# [LE TUE ISTRUZIONI]
Ripeti dall'articolo sulla condanna per il crac Alitalia il passo da "Pescara, 24/11/2024" fino a "chiesto dai pm." compreso.

# [TESTO DI PARTENZA]
• • • • • • •

Iscriviti OnLine
 

Pescara, 24/11/2024
Visitatore n. 740.933



Data: 29/09/2015
Testata giornalistica: Il Messaggero
Alitalia, 8 anni di carcere all’ex ad Cimoli. Condannato per bancarotta e manipolazione del mercato al processo per il dissesto finanziario della vecchia società. Il grande buco tra alleanze mancate e inutili ricapitalizzazioni pubbliche

Cinque anni di reclusione per Mengozzi, sei anni per altri due dirigenti. Pene più pesanti di quanto chiesto dai pm.

LA SENTENZA

ROMA Per gli imputati accusati della mala gestio di Alitalia, responsabili degli sprechi che «ci costano ancora una tassa come cittadini e come passeggeri», neppure la procura aveva chiesto pene tanto alte. E invece, per quel crac da 4,7 miliardi di euro della compagnia di bandiera, la sentenza dei giudici della sesta sezione del Tribunale di Roma è arrivata pesantissima: otto anni e otto mesi di reclusione per Giancarlo Cimoli, presidente e ad Alitalia dal maggio 2004 al febbraio 2007, sei anni e sei mesi a Pierluigi Ceschia, ex responsabile del settore Finanza straordinaria, sei anni Gabriele Spazzadeschi, già dg del settore Amministrazione e finanza, cinque anni a Francesco Mengozzi, ad dal febbraio 2001 a febbraio 2004. Per tutti l’accusa è di bancarotta.

• • • • • • •

# [VOCI ARCHIVIATE]

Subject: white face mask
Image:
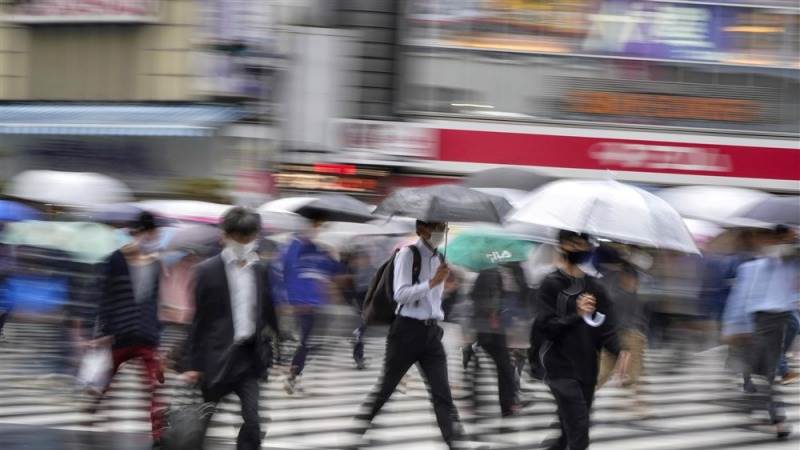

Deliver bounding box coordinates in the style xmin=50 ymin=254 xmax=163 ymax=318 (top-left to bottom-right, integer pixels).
xmin=428 ymin=231 xmax=444 ymax=248
xmin=766 ymin=244 xmax=795 ymax=258
xmin=227 ymin=240 xmax=256 ymax=260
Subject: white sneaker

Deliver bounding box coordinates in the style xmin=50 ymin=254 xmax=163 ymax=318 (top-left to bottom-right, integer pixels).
xmin=283 ymin=377 xmax=297 ymax=395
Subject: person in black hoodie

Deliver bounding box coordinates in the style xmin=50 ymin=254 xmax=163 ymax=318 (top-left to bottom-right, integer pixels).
xmin=533 ymin=230 xmax=628 ymax=450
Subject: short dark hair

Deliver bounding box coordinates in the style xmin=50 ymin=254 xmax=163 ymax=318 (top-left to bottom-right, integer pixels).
xmin=558 ymin=230 xmax=592 ymax=244
xmin=131 ymin=211 xmax=156 ymax=233
xmin=772 ymin=224 xmax=791 ymax=236
xmin=222 ymin=206 xmax=261 ymax=236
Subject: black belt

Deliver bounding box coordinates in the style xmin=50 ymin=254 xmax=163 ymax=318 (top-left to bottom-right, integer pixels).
xmin=398 ymin=316 xmax=439 ymax=327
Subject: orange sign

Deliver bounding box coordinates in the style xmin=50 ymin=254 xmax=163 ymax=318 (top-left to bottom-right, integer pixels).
xmin=566 ymin=90 xmax=760 ymax=122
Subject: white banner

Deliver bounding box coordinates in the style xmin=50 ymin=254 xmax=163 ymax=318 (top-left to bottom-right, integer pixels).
xmin=330 ymin=119 xmax=438 ymax=160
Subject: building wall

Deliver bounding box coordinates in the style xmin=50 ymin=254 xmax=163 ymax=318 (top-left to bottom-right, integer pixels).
xmin=0 ymin=0 xmax=199 ymax=101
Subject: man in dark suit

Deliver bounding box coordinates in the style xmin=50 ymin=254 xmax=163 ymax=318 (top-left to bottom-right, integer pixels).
xmin=184 ymin=207 xmax=278 ymax=450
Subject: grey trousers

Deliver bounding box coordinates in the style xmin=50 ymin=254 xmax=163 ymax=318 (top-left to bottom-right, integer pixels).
xmin=750 ymin=312 xmax=792 ymax=424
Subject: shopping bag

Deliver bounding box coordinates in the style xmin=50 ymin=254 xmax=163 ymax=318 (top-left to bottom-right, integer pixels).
xmin=78 ymin=345 xmax=112 ymax=391
xmin=161 ymin=387 xmax=215 ymax=450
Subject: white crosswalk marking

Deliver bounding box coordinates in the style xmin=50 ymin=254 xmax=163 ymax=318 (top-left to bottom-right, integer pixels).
xmin=0 ymin=323 xmax=800 ymax=450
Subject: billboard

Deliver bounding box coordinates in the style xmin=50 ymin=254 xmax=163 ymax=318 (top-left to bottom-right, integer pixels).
xmin=406 ymin=0 xmax=800 ymax=69
xmin=5 ymin=0 xmax=159 ymax=23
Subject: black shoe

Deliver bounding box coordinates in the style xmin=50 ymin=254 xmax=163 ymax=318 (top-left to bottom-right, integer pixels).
xmin=461 ymin=345 xmax=475 ymax=370
xmin=775 ymin=423 xmax=792 ymax=439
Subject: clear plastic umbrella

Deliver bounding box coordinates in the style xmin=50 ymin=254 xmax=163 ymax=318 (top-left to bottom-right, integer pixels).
xmin=656 ymin=186 xmax=769 ymax=223
xmin=6 ymin=170 xmax=132 ymax=207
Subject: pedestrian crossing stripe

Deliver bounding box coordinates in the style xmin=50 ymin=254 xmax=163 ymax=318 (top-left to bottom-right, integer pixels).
xmin=0 ymin=323 xmax=800 ymax=450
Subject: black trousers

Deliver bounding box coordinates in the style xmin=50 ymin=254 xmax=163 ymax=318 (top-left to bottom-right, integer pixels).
xmin=750 ymin=312 xmax=792 ymax=424
xmin=364 ymin=316 xmax=459 ymax=445
xmin=290 ymin=311 xmax=317 ymax=377
xmin=478 ymin=333 xmax=516 ymax=414
xmin=202 ymin=344 xmax=263 ymax=450
xmin=547 ymin=378 xmax=595 ymax=450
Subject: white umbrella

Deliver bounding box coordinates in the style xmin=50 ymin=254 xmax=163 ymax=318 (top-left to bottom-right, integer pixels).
xmin=656 ymin=186 xmax=769 ymax=223
xmin=472 ymin=187 xmax=531 ymax=206
xmin=508 ymin=180 xmax=698 ymax=253
xmin=258 ymin=197 xmax=316 ymax=231
xmin=6 ymin=170 xmax=132 ymax=207
xmin=136 ymin=200 xmax=233 ymax=224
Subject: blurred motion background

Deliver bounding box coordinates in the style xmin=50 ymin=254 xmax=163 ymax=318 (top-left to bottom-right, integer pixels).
xmin=0 ymin=0 xmax=800 ymax=200
xmin=0 ymin=0 xmax=800 ymax=448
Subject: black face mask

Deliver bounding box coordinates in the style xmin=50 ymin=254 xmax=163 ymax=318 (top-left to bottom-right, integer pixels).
xmin=564 ymin=250 xmax=592 ymax=266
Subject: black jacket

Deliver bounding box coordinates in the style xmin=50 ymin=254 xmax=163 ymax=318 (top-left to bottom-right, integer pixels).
xmin=535 ymin=270 xmax=620 ymax=384
xmin=98 ymin=250 xmax=161 ymax=348
xmin=187 ymin=255 xmax=278 ymax=389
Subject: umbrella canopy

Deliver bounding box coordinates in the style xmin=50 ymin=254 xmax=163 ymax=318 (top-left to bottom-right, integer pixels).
xmin=317 ymin=219 xmax=413 ymax=250
xmin=135 ymin=200 xmax=233 ymax=224
xmin=733 ymin=195 xmax=800 ymax=226
xmin=472 ymin=188 xmax=530 ymax=206
xmin=464 ymin=167 xmax=552 ymax=192
xmin=162 ymin=224 xmax=222 ymax=253
xmin=509 ymin=180 xmax=698 ymax=253
xmin=656 ymin=186 xmax=769 ymax=223
xmin=0 ymin=220 xmax=121 ymax=264
xmin=259 ymin=194 xmax=374 ymax=222
xmin=6 ymin=170 xmax=132 ymax=207
xmin=84 ymin=203 xmax=144 ymax=224
xmin=375 ymin=184 xmax=511 ymax=223
xmin=446 ymin=229 xmax=534 ymax=272
xmin=368 ymin=217 xmax=417 ymax=235
xmin=0 ymin=200 xmax=42 ymax=222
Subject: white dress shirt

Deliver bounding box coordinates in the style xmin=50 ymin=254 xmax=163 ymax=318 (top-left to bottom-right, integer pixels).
xmin=394 ymin=241 xmax=444 ymax=320
xmin=221 ymin=249 xmax=258 ymax=343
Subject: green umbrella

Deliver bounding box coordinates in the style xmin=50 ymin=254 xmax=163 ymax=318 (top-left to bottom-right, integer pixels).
xmin=446 ymin=229 xmax=535 ymax=272
xmin=0 ymin=220 xmax=122 ymax=263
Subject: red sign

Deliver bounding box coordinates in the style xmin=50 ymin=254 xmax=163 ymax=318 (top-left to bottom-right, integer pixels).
xmin=438 ymin=129 xmax=800 ymax=180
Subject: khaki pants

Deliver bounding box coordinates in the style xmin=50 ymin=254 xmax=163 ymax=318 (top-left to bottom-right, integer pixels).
xmin=597 ymin=330 xmax=647 ymax=389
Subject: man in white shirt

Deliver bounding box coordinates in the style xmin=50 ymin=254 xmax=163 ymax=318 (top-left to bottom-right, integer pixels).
xmin=359 ymin=220 xmax=462 ymax=448
xmin=184 ymin=207 xmax=278 ymax=450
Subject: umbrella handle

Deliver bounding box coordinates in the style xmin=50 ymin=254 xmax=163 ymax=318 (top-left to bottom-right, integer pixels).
xmin=443 ymin=227 xmax=450 ymax=262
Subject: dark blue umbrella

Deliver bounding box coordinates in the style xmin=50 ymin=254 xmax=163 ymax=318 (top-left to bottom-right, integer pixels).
xmin=0 ymin=200 xmax=42 ymax=222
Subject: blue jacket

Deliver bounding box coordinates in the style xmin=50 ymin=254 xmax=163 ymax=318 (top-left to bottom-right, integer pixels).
xmin=282 ymin=237 xmax=341 ymax=306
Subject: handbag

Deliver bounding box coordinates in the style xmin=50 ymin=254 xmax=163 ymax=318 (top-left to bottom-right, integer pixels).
xmin=78 ymin=345 xmax=112 ymax=392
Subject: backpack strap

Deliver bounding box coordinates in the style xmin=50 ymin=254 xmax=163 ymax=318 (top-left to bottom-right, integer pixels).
xmin=408 ymin=245 xmax=422 ymax=284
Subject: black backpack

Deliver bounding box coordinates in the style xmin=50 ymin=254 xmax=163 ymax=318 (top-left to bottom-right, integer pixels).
xmin=361 ymin=245 xmax=422 ymax=325
xmin=528 ymin=278 xmax=583 ymax=380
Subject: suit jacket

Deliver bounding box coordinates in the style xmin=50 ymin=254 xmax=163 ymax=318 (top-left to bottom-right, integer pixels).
xmin=188 ymin=255 xmax=278 ymax=389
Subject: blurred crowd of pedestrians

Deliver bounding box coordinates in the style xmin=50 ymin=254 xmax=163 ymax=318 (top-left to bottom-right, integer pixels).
xmin=0 ymin=179 xmax=800 ymax=450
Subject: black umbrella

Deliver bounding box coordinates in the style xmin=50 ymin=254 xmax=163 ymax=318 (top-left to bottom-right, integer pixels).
xmin=742 ymin=196 xmax=800 ymax=226
xmin=464 ymin=167 xmax=553 ymax=191
xmin=294 ymin=194 xmax=375 ymax=222
xmin=375 ymin=184 xmax=512 ymax=223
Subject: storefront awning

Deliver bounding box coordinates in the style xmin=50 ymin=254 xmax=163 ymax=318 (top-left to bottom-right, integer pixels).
xmin=0 ymin=103 xmax=242 ymax=137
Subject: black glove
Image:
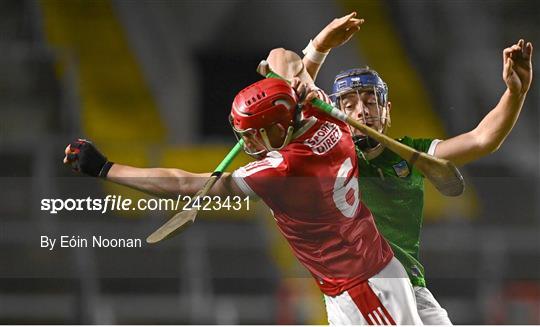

• • • • • • •

# [RISPOSTA AL COMPITO]
Pescara, 24/11/2024
Visitatore n. 740.933



Data: 29/09/2015
Testata giornalistica: Il Messaggero
Alitalia, 8 anni di carcere all’ex ad Cimoli. Condannato per bancarotta e manipolazione del mercato al processo per il dissesto finanziario della vecchia società. Il grande buco tra alleanze mancate e inutili ricapitalizzazioni pubbliche

Cinque anni di reclusione per Mengozzi, sei anni per altri due dirigenti. Pene più pesanti di quanto chiesto dai pm.